## Exercise task
Without the images, write out the whole listing exactly.

Photo-based point labeling data:
╔══

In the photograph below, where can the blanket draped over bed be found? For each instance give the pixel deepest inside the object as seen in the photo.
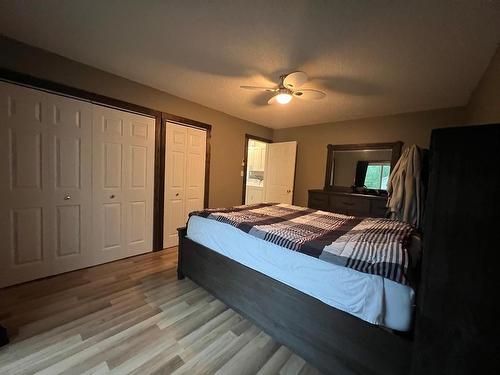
(369, 245)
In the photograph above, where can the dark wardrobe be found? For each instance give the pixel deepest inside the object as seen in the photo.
(458, 319)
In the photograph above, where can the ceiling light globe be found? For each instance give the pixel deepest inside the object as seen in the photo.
(283, 98)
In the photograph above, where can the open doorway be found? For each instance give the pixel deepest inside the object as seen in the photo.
(254, 166)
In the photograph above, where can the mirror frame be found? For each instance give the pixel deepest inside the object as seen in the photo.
(330, 166)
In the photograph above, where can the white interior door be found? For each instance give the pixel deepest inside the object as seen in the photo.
(280, 172)
(123, 178)
(45, 185)
(195, 170)
(185, 156)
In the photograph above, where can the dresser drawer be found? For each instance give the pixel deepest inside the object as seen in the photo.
(318, 201)
(378, 208)
(350, 205)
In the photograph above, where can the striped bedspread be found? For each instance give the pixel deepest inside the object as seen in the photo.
(369, 245)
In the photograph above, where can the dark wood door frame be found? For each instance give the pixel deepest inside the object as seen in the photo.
(245, 157)
(29, 81)
(160, 180)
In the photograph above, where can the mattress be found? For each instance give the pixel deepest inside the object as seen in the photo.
(369, 297)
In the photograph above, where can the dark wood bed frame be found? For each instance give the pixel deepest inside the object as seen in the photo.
(330, 339)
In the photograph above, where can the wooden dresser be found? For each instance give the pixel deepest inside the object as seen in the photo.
(348, 203)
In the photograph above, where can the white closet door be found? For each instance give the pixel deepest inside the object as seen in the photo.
(280, 172)
(185, 155)
(123, 177)
(175, 182)
(45, 196)
(195, 170)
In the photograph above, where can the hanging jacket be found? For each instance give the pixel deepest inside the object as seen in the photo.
(405, 188)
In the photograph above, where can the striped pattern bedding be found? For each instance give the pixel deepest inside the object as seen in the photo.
(369, 245)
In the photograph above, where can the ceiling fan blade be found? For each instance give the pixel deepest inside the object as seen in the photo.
(258, 88)
(294, 80)
(272, 100)
(309, 94)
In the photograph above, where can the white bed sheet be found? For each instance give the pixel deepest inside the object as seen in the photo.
(369, 297)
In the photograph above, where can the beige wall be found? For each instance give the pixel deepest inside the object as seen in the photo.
(484, 104)
(411, 128)
(228, 133)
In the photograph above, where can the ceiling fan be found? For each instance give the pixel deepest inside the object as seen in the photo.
(289, 87)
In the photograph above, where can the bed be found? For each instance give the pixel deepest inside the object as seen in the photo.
(338, 318)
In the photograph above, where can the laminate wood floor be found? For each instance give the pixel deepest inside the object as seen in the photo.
(132, 317)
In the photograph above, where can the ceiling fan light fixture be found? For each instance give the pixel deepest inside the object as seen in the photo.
(284, 96)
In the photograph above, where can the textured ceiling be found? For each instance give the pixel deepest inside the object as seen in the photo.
(371, 57)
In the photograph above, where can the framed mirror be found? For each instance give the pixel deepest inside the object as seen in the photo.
(361, 168)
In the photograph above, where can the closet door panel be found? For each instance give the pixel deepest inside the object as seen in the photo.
(195, 169)
(45, 184)
(123, 183)
(175, 182)
(69, 130)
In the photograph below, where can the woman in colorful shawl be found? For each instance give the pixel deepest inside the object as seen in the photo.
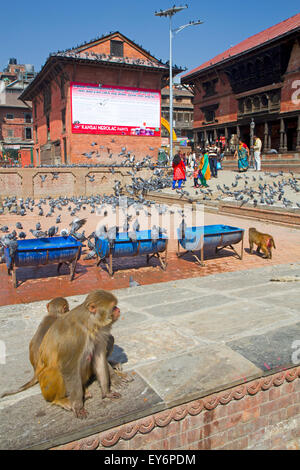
(204, 170)
(242, 153)
(178, 171)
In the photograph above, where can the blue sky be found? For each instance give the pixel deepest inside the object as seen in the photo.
(31, 30)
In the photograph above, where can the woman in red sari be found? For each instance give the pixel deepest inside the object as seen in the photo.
(178, 171)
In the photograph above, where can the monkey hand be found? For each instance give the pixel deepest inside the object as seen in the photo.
(113, 395)
(80, 412)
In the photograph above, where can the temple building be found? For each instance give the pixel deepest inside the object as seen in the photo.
(16, 130)
(255, 81)
(97, 101)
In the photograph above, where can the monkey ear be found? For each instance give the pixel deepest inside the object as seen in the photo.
(92, 308)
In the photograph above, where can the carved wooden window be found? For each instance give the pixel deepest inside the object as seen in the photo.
(48, 127)
(28, 133)
(47, 99)
(62, 88)
(116, 48)
(63, 119)
(210, 87)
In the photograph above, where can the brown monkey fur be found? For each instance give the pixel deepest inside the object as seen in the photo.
(74, 349)
(263, 241)
(56, 307)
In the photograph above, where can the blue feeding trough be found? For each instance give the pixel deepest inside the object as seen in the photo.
(215, 237)
(43, 251)
(122, 246)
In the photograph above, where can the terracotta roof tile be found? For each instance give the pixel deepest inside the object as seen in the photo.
(254, 41)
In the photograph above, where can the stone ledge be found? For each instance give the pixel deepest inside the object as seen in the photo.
(201, 355)
(109, 439)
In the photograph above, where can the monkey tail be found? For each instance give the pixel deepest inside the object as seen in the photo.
(29, 384)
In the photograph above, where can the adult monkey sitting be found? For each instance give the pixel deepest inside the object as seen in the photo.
(75, 348)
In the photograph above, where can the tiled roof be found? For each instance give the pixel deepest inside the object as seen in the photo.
(257, 40)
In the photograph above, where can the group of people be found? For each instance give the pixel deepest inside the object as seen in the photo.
(209, 163)
(243, 155)
(203, 168)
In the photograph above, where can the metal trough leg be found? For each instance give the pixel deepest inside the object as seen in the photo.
(14, 276)
(73, 265)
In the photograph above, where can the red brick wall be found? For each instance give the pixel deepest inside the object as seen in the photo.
(77, 144)
(263, 414)
(17, 124)
(227, 110)
(291, 82)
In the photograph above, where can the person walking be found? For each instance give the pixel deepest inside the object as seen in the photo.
(178, 171)
(213, 158)
(243, 154)
(204, 170)
(257, 153)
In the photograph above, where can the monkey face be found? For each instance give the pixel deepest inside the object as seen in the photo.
(115, 313)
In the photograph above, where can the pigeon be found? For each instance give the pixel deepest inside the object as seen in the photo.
(132, 282)
(77, 224)
(52, 231)
(64, 232)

╚══

## The solution
In the photograph below, where can the blanket draped over bed be found? For each instance give the pixel deepest inside the object as seen in the photo.
(369, 245)
In the photograph above, where can the dark wardrobe be found? For each instance give the pixel deepest inside the object as seen in the photo.
(458, 319)
In the photograph above, where can the ceiling light globe be found? For each instance give the pixel deepest inside the object as seen in the photo.
(283, 98)
In the photograph above, where can the open doorway be found? For each instance give the pixel deepest inside the object as seen in the photo.
(254, 166)
In the photograph above, where can the mirror frame be found? For each instance give the pixel deepest inside the object as seen in the photo.
(330, 166)
In the photograph above, where can the white interior door be found? For each instance give the pixel deepest inside the object as seen in the photo.
(280, 172)
(123, 178)
(45, 185)
(195, 170)
(185, 156)
In the photograph above, where can the dresser drawer be found? For each instance give the pixel deepest inside the object as seen in the photo.
(318, 201)
(378, 208)
(350, 205)
In the photograph above, where can the striped bedspread be found? For each instance give the pixel deepest inside the object as seen in the photo.
(369, 245)
In the photograph above, where can the dark wood door frame be found? For each instance give the pixel deepest inside the object as seen in the photo.
(245, 157)
(29, 81)
(160, 180)
In the photograph above, where can the mattress be found? For each instance give the pixel deepest inside the object as seen in the photo.
(369, 297)
In the photograph above, where can the dark wood bed frame be found? For each instance give the pixel deepest inside the object as seen in the photo.
(330, 339)
In the photograph above, where can the wooden dresser be found? For each instance give the pixel deepest inside the object as seen in the photo.
(348, 203)
In the photograph above, where can the white closet door be found? For each instance give the pixel deepest inside the object as seen in the photo.
(280, 172)
(185, 155)
(123, 177)
(175, 182)
(45, 196)
(195, 170)
In the photograph above, where can the hanging jacket be found? For each instance give the pixel deepest inside the object as seen in the photo.
(405, 188)
In the photograph above, where can the striped pattern bedding be found? For each instance give the pixel deepest inside the object as seen in the photo.
(369, 245)
In the photograph above, where can the ceiling fan blade be found? For each instance give the pixel deepest inside the object as seen in the photo.
(258, 88)
(294, 80)
(272, 100)
(309, 94)
In the photograph above, where can the white bed sheet be found? For each instance give the pixel deepest inside the object as seen in the photo.
(369, 297)
In the photograph above, where can the beige wall be found? For each instance give the pixel deepest inside the object as seen in the photo.
(484, 104)
(411, 128)
(228, 133)
In the photograph above, where can the ceiling fan be found? For each instance give the pixel deepest inside the object as seen in the photo.
(289, 87)
In the photograph above, where can the bed be found? For each instance give the pixel deepest inside the object as seen in the photo.
(338, 318)
In the photograph above, where can the laminate wood floor be found? For each instance give the pixel deepest inside the object as seen in the photo.
(132, 317)
In the photograph above, where can the ceiling fan light fixture be found? For each instance give the pixel deepest inside the object as seen in the photo.
(284, 96)
In the photograph above, where can the textured ceiling be found? For each instance give the pixel deepest inside the object as seen in the photo.
(371, 57)
In the photograph above, where can the framed mirror be found? For each instance give the pixel deepest inside the object as seen in the photo.
(361, 168)
In the photograph above, where can the closet door panel be found? For each instance give the pixel deepest inside the object as seen in the photo.
(195, 169)
(45, 184)
(123, 183)
(175, 182)
(69, 130)
In the photograph below, where can the woman in colorful shawl be found? For each instance give the pixel deepest inside the object as seen in the photo.
(204, 170)
(242, 153)
(178, 171)
In the photograph above, where can the blue sky be found? For each instance give the pixel deepest inside the object as seen in the photo.
(31, 30)
In the photograph above, where can the woman in red sari be found? For each instance give the pixel deepest inside the object as seen in the photo.
(178, 171)
In the photograph above, where can the monkey hand be found? For each instance give the pixel deepest inside the object as seen in the photo.
(113, 395)
(80, 412)
In the photograph above, where can the temple building be found? For each instance give the pixel deepest inside the object as seen in the photo.
(16, 130)
(255, 81)
(97, 101)
In the photograph above, where can the monkey ear be found? For each instance give the pixel deepest inside the object as seen in the photo.
(92, 308)
In the photograph above, where can the carved wooden window be found? For each instance give the pixel deepest inside the object as seen in the photo.
(48, 127)
(28, 133)
(47, 99)
(62, 88)
(116, 48)
(63, 119)
(210, 87)
In the photograph above, where can the brown monkey fur be found? For each instance give the pixel deepest inside the object as seen in the photo.
(74, 349)
(263, 241)
(56, 307)
In the photograph above, where can the blue feeding trough be found? For each instance give the pixel deepest inside the object as seen in the photo.
(215, 237)
(43, 251)
(122, 246)
In the photograph above, where can the terracotta roof tile be found? For each instance give the pixel deepest inside the object as seen in the photo.
(254, 41)
In the photograph above, where can the stone ledge be found? For each instance give the pixel deepest inside the object as seen in the photo.
(201, 355)
(109, 439)
In the photograph above, where can the monkey tail be found? For each instance give the pixel deepest inside the object as seen in the photo.
(29, 384)
In the photograph above, where can the adult monkey sitting be found? For each instance give the pixel deepest inside the object as seen in the photo.
(75, 348)
In the photograph above, where can the tiled roof be found? For each instance give the pixel deepest inside the object as seen in the photo.
(257, 40)
In the photograph above, where can the group of people be found? For each instance give the pixel deepest inside the object as seen in the photo.
(209, 163)
(243, 155)
(203, 168)
In the photograph above, where can the metal trough leg be found? For each instance give the pixel deepest inside the object as seen in the photo.
(14, 276)
(73, 265)
In the photograph above, where can the red brick wall be found? For each instance give the pixel deepest inside the object as seen in the photo.
(77, 144)
(263, 414)
(17, 124)
(227, 110)
(291, 82)
In the photograph above, where can the person walking be found? For each instance give the pixel deepest inside the object as seen in the photo.
(178, 171)
(213, 158)
(243, 154)
(204, 170)
(257, 153)
In the photograph above, where can the monkey face be found? For each instance give the pixel deepest inside the object as seen in the photo.
(115, 313)
In the photograph above, where can the pigeon be found? For each instance give the pixel deepest inside the object as seen in the photo.
(132, 282)
(77, 224)
(52, 231)
(64, 232)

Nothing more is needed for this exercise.